Excerpted text:

Portax Tutorial

Introduction:

The Portax cipher is a periodic, digraph based cipher similar to the Slidefair. Like the Slidefair, it is based on one of the classic periodic ciphers (The Porta in place of the Vigenère, Variant or Beaufort used by Slidefair). The major difference between the two ciphers is the method of choosing the digraphs the cipher is applied too. In Slidefair the digraphs are taken sequentially from the plain text. In Portax, the plain text is laid out in pairs of rows of period length and the the digraphs are formed from the vertical columns. Why this is so will become apparent in a little while.

Required work:
• A. In the Portax tutorial, condense the paragraph beginning "The Portax cipher is a periodic" into a short bulleted list that keeps its main facts.
• B. Retype the passage of the Portax tutorial from "The Portax cipher" to "a little while.".

Stored records:
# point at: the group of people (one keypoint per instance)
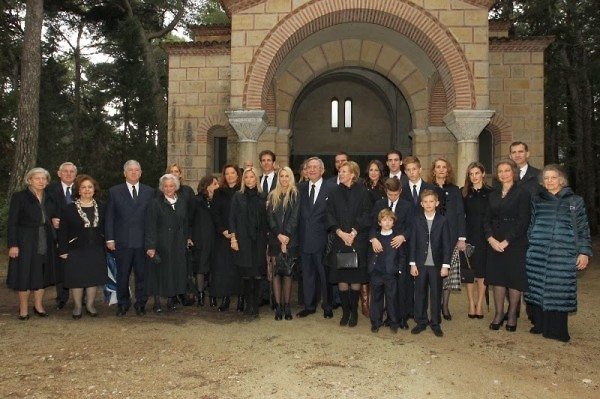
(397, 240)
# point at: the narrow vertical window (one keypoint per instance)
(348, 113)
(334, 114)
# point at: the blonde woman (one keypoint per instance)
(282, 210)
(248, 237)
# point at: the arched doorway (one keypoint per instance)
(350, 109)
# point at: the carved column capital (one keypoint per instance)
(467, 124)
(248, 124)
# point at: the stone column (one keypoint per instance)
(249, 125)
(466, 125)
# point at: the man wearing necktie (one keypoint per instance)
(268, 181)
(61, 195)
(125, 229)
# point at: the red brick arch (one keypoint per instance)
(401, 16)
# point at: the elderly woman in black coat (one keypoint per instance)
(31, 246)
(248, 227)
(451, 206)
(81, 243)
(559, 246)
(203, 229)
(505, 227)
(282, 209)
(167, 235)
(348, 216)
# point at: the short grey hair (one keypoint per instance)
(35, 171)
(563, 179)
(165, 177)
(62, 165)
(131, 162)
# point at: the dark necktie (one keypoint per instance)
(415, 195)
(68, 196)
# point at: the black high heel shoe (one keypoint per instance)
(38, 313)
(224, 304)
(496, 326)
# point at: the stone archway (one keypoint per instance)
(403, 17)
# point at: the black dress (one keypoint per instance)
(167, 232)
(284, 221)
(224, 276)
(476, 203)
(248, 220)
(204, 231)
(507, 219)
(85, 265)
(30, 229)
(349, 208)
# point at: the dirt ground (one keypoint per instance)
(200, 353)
---
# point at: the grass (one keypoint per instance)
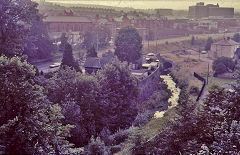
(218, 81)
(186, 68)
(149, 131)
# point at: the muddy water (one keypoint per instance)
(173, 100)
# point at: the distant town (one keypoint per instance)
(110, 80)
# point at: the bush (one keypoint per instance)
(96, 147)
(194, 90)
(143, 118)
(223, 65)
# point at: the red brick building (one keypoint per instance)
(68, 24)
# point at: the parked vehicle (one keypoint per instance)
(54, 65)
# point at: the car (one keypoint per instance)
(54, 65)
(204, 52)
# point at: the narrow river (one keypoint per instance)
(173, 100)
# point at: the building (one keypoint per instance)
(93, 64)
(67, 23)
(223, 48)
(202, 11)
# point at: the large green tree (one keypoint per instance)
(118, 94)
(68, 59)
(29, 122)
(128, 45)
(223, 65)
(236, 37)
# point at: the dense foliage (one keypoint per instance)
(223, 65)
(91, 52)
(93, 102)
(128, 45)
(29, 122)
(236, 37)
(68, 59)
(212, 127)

Answers to the tasks:
• A.
- Portax is a periodic, digraph-based cipher similar to the Slidefair.
- Both build on a classic periodic cipher: Portax uses the Porta, and Slidefair uses the Vigenère, Variant, or Beaufort.
- The main difference is how the digraphs are chosen.
- Slidefair takes the digraphs sequentially from the plaintext.
- Portax lays the plaintext out in pairs of rows of period length and forms the digraphs from the vertical columns.

• B.
The Portax cipher is a periodic, digraph based cipher similar to the Slidefair. Like the Slidefair, it is based on one of the classic periodic ciphers (The Porta in place of the Vigenère, Variant or Beaufort used by Slidefair). The major difference between the two ciphers is the method of choosing the digraphs the cipher is applied too. In Slidefair the digraphs are taken sequentially from the plain text. In Portax, the plain text is laid out in pairs of rows of period length and the the digraphs are formed from the vertical columns. Why this is so will become apparent in a little while.